▸ **Exercise prompt**
Rewrite the items from the start through the line containing "[[240, 18], [245, 17], [300, 13]]", keeping the requests, and increase every point coordinate in the answers by 64.

#####

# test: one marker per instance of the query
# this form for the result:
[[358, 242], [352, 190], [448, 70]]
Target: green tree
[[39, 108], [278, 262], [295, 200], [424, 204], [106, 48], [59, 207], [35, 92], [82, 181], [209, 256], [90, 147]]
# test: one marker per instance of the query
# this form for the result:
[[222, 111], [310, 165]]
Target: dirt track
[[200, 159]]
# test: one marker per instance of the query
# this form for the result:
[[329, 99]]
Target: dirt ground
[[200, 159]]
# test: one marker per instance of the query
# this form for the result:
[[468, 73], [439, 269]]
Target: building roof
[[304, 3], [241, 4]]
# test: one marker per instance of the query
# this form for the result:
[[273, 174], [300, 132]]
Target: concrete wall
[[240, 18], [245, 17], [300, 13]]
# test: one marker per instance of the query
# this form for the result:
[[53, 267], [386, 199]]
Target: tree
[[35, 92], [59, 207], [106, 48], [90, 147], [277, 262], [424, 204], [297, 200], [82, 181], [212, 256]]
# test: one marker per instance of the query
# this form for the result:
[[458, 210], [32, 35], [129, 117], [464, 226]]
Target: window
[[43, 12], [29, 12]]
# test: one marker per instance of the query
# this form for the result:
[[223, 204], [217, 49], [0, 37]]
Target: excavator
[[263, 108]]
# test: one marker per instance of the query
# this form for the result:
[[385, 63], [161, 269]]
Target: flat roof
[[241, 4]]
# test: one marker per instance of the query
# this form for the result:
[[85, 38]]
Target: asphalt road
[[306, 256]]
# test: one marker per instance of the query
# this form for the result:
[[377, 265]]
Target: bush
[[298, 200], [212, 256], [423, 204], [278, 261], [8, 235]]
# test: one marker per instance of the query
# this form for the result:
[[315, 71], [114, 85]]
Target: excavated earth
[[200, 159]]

#####

▸ **Answer for this exercise**
# test: one marker per instance of the query
# this form for the result:
[[358, 242], [352, 190], [448, 70]]
Target: green tree
[[103, 172], [342, 326], [359, 264], [488, 268], [170, 112], [123, 271], [99, 156], [146, 245], [273, 320], [154, 211]]
# test: one marker per instance of the query
# this form for the result:
[[222, 111], [310, 165]]
Target: dirt track
[[264, 223]]
# test: one marker per instance of the query
# this form for the result:
[[329, 99]]
Target: dirt ground
[[264, 223]]
# test: one marker per instance of the query
# this form for the result:
[[468, 73], [439, 269]]
Target: building roof
[[368, 67], [305, 68]]
# test: one marker per instance of the query
# this form for the result:
[[273, 174], [300, 132]]
Target: concrete wall
[[304, 82], [309, 81], [364, 77]]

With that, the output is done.